What you are asked to do:
Reproduce the items from the line with "obj: yellow woven stripe" up to and including the line with "left=405, top=0, right=445, bottom=358", requests included, and provide only those lines. Multiply every coordinate in the answers by 1.95 and round each to a whole number, with halves rounded up, while leaving the numbers in the requests and their format samples unchanged.

[Bounding-box records]
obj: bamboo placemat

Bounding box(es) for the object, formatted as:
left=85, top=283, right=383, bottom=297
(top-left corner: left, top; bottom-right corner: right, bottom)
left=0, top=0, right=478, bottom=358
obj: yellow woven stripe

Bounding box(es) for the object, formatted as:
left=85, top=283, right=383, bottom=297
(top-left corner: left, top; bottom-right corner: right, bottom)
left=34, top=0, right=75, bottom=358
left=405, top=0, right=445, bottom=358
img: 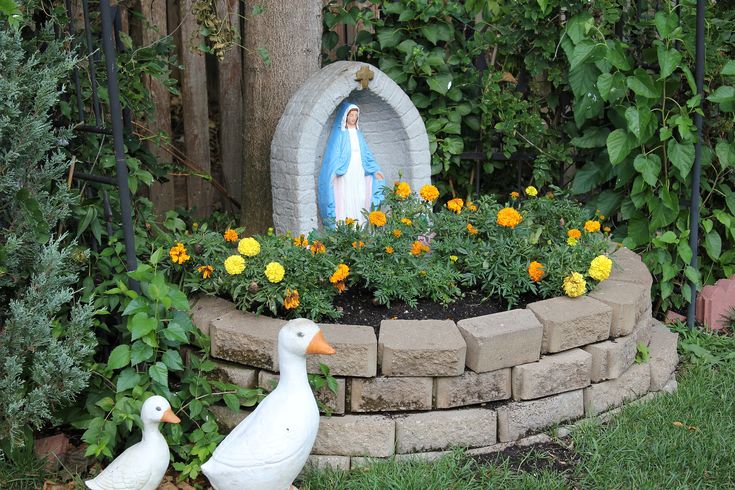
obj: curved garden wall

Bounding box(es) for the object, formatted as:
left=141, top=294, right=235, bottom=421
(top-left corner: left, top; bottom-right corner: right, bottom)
left=193, top=248, right=678, bottom=468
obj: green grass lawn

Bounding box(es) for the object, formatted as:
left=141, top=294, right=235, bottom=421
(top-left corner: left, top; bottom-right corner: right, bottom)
left=300, top=326, right=735, bottom=490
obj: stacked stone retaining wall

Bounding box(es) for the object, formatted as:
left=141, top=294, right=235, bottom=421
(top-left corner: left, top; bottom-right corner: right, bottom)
left=193, top=248, right=678, bottom=468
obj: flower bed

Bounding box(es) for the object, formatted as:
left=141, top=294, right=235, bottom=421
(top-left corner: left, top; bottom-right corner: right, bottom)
left=193, top=248, right=678, bottom=468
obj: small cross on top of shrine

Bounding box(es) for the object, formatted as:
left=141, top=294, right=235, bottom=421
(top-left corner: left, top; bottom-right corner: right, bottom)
left=355, top=65, right=375, bottom=89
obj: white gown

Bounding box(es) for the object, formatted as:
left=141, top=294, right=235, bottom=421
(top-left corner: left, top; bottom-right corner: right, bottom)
left=334, top=128, right=372, bottom=224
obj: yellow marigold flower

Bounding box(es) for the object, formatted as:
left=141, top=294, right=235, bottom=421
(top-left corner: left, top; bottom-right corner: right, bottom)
left=222, top=228, right=240, bottom=242
left=237, top=237, right=260, bottom=257
left=447, top=197, right=464, bottom=214
left=283, top=289, right=301, bottom=310
left=584, top=220, right=600, bottom=233
left=497, top=208, right=523, bottom=228
left=528, top=260, right=544, bottom=282
left=197, top=265, right=214, bottom=279
left=329, top=264, right=350, bottom=284
left=309, top=240, right=327, bottom=255
left=225, top=255, right=245, bottom=276
left=563, top=272, right=587, bottom=298
left=411, top=240, right=431, bottom=257
left=587, top=255, right=612, bottom=282
left=168, top=242, right=191, bottom=264
left=419, top=184, right=439, bottom=202
left=265, top=262, right=286, bottom=283
left=396, top=182, right=411, bottom=199
left=368, top=211, right=388, bottom=228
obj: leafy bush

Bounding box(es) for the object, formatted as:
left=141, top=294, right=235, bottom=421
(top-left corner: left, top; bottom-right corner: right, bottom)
left=166, top=183, right=612, bottom=320
left=0, top=19, right=94, bottom=447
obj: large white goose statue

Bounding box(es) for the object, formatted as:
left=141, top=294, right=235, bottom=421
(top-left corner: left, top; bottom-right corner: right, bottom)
left=84, top=395, right=181, bottom=490
left=202, top=318, right=335, bottom=490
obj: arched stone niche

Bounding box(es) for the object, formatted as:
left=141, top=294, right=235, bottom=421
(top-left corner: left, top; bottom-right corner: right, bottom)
left=271, top=61, right=431, bottom=234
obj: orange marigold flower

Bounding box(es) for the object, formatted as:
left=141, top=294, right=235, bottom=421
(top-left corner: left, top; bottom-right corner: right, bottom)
left=309, top=240, right=327, bottom=255
left=329, top=264, right=350, bottom=284
left=222, top=228, right=240, bottom=242
left=584, top=220, right=600, bottom=233
left=368, top=211, right=388, bottom=228
left=168, top=242, right=191, bottom=264
left=283, top=289, right=301, bottom=310
left=396, top=182, right=411, bottom=199
left=447, top=197, right=464, bottom=214
left=528, top=260, right=544, bottom=282
left=197, top=265, right=214, bottom=279
left=419, top=184, right=439, bottom=202
left=497, top=208, right=523, bottom=228
left=411, top=240, right=430, bottom=257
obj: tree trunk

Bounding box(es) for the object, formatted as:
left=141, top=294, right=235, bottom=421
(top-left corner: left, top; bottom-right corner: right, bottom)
left=240, top=0, right=322, bottom=233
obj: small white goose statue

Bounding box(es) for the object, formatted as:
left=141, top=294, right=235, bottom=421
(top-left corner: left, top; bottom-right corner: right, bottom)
left=202, top=318, right=335, bottom=490
left=85, top=395, right=181, bottom=490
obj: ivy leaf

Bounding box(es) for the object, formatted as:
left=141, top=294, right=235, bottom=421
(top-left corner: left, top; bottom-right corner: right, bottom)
left=107, top=344, right=130, bottom=369
left=666, top=138, right=694, bottom=180
left=148, top=361, right=168, bottom=386
left=607, top=129, right=633, bottom=165
left=633, top=153, right=661, bottom=187
left=656, top=44, right=681, bottom=79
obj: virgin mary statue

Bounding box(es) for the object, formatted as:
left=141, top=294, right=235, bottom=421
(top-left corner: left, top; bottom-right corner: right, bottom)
left=317, top=101, right=385, bottom=226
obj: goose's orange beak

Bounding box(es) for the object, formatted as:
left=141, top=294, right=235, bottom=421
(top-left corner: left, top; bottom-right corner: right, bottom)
left=306, top=330, right=337, bottom=354
left=161, top=408, right=181, bottom=424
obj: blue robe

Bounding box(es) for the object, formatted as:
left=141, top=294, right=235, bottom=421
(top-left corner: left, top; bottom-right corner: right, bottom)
left=317, top=101, right=385, bottom=226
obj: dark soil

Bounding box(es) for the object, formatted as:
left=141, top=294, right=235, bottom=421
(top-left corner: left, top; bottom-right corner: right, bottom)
left=471, top=440, right=579, bottom=473
left=334, top=288, right=534, bottom=330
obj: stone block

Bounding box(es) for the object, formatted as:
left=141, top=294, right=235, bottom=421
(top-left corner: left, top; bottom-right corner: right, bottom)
left=457, top=310, right=543, bottom=373
left=528, top=296, right=612, bottom=353
left=306, top=324, right=378, bottom=377
left=191, top=296, right=237, bottom=335
left=395, top=408, right=497, bottom=453
left=212, top=361, right=258, bottom=388
left=648, top=320, right=679, bottom=391
left=312, top=415, right=396, bottom=458
left=378, top=320, right=467, bottom=376
left=589, top=279, right=651, bottom=337
left=258, top=371, right=346, bottom=415
left=211, top=312, right=286, bottom=371
left=497, top=390, right=584, bottom=442
left=584, top=363, right=651, bottom=417
left=511, top=349, right=592, bottom=400
left=434, top=368, right=511, bottom=408
left=582, top=335, right=638, bottom=383
left=350, top=377, right=434, bottom=412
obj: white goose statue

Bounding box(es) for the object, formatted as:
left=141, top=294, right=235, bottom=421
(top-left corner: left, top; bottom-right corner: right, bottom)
left=84, top=395, right=181, bottom=490
left=202, top=318, right=335, bottom=490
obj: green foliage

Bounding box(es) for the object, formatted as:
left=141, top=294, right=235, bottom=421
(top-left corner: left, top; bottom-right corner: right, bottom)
left=67, top=258, right=261, bottom=479
left=170, top=183, right=610, bottom=320
left=0, top=19, right=94, bottom=447
left=561, top=2, right=735, bottom=310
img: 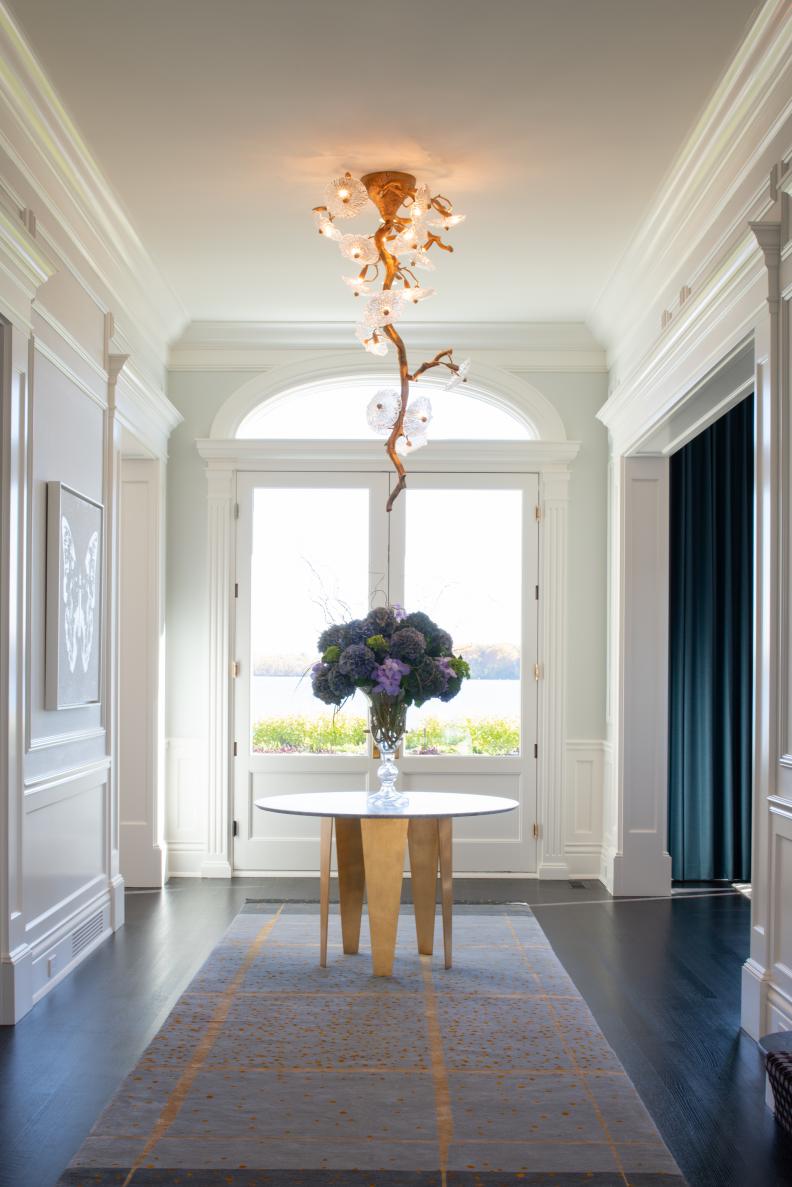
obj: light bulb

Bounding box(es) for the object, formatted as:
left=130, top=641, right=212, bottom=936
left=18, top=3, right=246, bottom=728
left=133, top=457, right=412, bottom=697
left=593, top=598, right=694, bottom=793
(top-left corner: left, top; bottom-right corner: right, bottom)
left=355, top=322, right=388, bottom=357
left=338, top=235, right=380, bottom=264
left=410, top=182, right=432, bottom=218
left=324, top=173, right=368, bottom=218
left=366, top=389, right=401, bottom=437
left=313, top=210, right=342, bottom=240
left=401, top=285, right=437, bottom=305
left=363, top=288, right=404, bottom=326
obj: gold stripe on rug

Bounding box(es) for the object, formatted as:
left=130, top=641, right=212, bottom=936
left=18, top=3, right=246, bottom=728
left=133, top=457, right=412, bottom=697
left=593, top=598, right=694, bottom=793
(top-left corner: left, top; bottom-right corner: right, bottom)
left=122, top=903, right=284, bottom=1187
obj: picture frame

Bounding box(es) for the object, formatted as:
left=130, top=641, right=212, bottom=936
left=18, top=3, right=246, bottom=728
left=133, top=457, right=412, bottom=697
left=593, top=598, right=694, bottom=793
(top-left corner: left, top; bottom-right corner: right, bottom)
left=44, top=482, right=104, bottom=710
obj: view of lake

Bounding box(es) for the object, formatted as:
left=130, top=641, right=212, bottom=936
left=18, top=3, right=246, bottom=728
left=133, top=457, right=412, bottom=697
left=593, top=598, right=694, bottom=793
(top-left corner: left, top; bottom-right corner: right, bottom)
left=252, top=675, right=520, bottom=729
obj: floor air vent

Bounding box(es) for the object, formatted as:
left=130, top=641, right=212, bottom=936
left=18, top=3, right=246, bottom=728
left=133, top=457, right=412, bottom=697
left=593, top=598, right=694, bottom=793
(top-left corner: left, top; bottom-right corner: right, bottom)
left=71, top=910, right=102, bottom=957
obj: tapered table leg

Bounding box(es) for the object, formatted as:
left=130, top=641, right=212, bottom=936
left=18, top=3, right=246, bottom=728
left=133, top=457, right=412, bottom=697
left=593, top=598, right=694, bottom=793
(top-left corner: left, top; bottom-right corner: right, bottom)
left=319, top=817, right=332, bottom=969
left=407, top=817, right=438, bottom=957
left=335, top=817, right=366, bottom=956
left=360, top=818, right=407, bottom=977
left=437, top=817, right=454, bottom=969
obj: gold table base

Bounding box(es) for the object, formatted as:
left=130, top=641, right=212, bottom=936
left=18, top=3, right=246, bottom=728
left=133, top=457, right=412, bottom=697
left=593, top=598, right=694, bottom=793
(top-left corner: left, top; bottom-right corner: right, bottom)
left=319, top=817, right=452, bottom=977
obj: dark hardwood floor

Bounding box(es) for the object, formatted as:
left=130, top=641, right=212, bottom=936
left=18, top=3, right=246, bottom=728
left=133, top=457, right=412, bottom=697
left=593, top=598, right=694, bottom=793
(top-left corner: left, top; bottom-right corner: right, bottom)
left=0, top=878, right=792, bottom=1187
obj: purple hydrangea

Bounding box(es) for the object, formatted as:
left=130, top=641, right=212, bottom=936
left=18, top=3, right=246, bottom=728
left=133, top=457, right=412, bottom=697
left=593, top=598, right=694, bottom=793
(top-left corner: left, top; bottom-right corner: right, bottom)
left=338, top=643, right=376, bottom=684
left=435, top=655, right=456, bottom=681
left=328, top=664, right=355, bottom=705
left=391, top=627, right=426, bottom=664
left=372, top=658, right=410, bottom=697
left=362, top=605, right=397, bottom=639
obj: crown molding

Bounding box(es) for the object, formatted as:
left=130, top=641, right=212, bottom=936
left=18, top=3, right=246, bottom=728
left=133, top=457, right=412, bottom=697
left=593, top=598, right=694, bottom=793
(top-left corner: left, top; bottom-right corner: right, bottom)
left=0, top=0, right=188, bottom=379
left=589, top=0, right=792, bottom=386
left=167, top=319, right=607, bottom=372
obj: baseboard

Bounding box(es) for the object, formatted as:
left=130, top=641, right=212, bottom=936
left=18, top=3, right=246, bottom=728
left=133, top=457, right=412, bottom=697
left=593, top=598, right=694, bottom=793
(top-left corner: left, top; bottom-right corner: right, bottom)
left=0, top=878, right=113, bottom=1026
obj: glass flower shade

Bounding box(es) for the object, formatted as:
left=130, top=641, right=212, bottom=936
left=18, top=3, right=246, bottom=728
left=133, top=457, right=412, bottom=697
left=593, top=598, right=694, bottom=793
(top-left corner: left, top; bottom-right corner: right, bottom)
left=443, top=358, right=470, bottom=392
left=341, top=277, right=372, bottom=297
left=366, top=389, right=401, bottom=437
left=395, top=432, right=429, bottom=457
left=430, top=210, right=468, bottom=230
left=313, top=210, right=343, bottom=240
left=401, top=285, right=437, bottom=305
left=338, top=235, right=380, bottom=264
left=404, top=395, right=432, bottom=438
left=387, top=218, right=429, bottom=255
left=355, top=323, right=388, bottom=358
left=324, top=173, right=368, bottom=218
left=363, top=288, right=404, bottom=326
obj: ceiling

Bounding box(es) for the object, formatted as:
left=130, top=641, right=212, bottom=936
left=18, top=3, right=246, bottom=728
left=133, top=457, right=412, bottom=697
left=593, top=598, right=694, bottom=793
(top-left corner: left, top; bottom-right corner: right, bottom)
left=9, top=0, right=756, bottom=322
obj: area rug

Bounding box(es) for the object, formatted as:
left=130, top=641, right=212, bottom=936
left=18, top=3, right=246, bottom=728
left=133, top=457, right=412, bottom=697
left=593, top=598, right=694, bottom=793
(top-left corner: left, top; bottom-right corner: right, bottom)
left=59, top=904, right=684, bottom=1187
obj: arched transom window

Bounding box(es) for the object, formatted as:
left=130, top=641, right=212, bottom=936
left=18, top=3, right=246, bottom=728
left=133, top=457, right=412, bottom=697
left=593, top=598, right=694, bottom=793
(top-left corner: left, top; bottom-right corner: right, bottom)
left=236, top=380, right=537, bottom=442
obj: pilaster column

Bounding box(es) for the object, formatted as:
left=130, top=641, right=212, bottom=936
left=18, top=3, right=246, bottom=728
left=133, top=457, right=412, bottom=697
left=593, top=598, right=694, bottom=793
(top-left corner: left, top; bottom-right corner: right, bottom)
left=741, top=222, right=792, bottom=1039
left=102, top=351, right=129, bottom=931
left=537, top=469, right=570, bottom=878
left=603, top=456, right=671, bottom=895
left=201, top=466, right=235, bottom=878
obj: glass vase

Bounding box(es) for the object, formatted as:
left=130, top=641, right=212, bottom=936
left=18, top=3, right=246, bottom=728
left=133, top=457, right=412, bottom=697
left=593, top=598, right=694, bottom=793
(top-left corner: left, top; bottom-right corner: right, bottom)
left=368, top=693, right=408, bottom=810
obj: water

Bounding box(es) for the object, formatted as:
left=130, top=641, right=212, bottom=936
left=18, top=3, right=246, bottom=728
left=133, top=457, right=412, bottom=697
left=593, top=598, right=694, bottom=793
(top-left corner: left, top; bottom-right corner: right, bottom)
left=253, top=675, right=520, bottom=729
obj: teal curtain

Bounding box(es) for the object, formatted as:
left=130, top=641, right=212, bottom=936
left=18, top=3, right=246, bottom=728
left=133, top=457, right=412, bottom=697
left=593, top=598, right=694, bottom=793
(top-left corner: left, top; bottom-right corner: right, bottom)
left=669, top=396, right=754, bottom=882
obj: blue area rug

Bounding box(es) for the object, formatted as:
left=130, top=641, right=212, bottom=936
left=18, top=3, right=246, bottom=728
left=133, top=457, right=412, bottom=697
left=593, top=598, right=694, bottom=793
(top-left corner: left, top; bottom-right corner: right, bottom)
left=59, top=906, right=684, bottom=1187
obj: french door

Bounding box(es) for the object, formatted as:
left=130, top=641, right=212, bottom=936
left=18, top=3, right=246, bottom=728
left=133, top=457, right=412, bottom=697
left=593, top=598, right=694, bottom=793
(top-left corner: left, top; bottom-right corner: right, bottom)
left=234, top=472, right=538, bottom=874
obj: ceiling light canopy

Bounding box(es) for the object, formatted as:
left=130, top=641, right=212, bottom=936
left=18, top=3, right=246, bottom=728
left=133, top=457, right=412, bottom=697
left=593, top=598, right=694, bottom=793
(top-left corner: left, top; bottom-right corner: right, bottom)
left=313, top=171, right=470, bottom=510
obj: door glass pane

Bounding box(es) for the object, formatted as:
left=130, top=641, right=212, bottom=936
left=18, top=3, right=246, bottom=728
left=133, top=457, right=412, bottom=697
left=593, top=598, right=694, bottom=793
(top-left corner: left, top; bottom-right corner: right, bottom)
left=403, top=489, right=522, bottom=755
left=249, top=488, right=369, bottom=754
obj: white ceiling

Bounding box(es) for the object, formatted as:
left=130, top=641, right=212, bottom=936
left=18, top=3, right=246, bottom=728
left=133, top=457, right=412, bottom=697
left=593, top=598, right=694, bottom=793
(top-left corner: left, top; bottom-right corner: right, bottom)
left=11, top=0, right=756, bottom=322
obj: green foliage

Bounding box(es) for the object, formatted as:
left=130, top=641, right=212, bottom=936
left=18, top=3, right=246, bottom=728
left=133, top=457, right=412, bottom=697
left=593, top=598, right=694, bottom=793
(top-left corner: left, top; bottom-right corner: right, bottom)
left=460, top=643, right=520, bottom=680
left=253, top=713, right=366, bottom=754
left=406, top=717, right=520, bottom=755
left=253, top=713, right=520, bottom=755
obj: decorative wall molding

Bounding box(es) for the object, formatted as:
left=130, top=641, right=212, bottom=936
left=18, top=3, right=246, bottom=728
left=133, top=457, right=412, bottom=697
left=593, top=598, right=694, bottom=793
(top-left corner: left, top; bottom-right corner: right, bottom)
left=210, top=350, right=566, bottom=442
left=201, top=469, right=236, bottom=878
left=589, top=0, right=792, bottom=387
left=167, top=320, right=607, bottom=374
left=537, top=470, right=569, bottom=878
left=0, top=5, right=188, bottom=381
left=564, top=738, right=607, bottom=878
left=0, top=205, right=56, bottom=330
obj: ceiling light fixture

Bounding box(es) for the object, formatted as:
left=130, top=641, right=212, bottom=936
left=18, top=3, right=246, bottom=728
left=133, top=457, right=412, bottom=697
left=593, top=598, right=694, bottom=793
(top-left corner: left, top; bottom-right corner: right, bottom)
left=313, top=171, right=470, bottom=510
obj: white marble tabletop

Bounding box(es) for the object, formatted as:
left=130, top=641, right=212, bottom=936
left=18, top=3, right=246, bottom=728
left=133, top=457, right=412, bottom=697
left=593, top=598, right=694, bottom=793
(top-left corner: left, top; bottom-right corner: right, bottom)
left=255, top=791, right=519, bottom=819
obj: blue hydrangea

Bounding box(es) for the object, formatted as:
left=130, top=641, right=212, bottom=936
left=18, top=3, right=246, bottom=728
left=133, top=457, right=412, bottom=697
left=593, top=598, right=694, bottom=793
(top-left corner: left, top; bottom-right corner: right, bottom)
left=391, top=627, right=426, bottom=664
left=338, top=643, right=376, bottom=684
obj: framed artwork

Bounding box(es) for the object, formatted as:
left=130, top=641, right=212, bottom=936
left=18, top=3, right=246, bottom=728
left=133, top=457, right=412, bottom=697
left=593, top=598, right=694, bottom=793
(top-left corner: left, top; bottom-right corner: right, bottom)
left=44, top=482, right=104, bottom=709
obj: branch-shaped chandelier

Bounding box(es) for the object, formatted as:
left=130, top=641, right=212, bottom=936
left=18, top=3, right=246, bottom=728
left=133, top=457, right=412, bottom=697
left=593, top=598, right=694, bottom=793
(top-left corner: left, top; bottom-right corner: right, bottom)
left=313, top=172, right=470, bottom=510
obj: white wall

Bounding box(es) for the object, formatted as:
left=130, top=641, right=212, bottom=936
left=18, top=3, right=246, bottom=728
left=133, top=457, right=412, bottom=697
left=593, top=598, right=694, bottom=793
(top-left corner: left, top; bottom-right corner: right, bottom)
left=166, top=351, right=607, bottom=875
left=595, top=0, right=792, bottom=1036
left=0, top=6, right=178, bottom=1023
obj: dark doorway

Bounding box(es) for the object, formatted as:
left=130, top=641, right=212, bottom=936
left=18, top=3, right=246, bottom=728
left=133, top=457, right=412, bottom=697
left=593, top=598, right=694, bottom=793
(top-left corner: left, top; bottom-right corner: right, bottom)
left=669, top=395, right=754, bottom=882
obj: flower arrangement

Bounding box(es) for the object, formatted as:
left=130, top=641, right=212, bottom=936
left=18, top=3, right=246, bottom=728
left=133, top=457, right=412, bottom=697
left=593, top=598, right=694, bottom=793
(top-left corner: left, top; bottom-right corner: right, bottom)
left=311, top=605, right=470, bottom=810
left=311, top=605, right=470, bottom=710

Response:
obj: yellow woven stripe

Bounding box(es) for the object, formatted as:
left=85, top=283, right=383, bottom=297
(top-left corner: left, top; bottom-right corner: right, bottom)
left=66, top=0, right=146, bottom=698
left=790, top=0, right=868, bottom=698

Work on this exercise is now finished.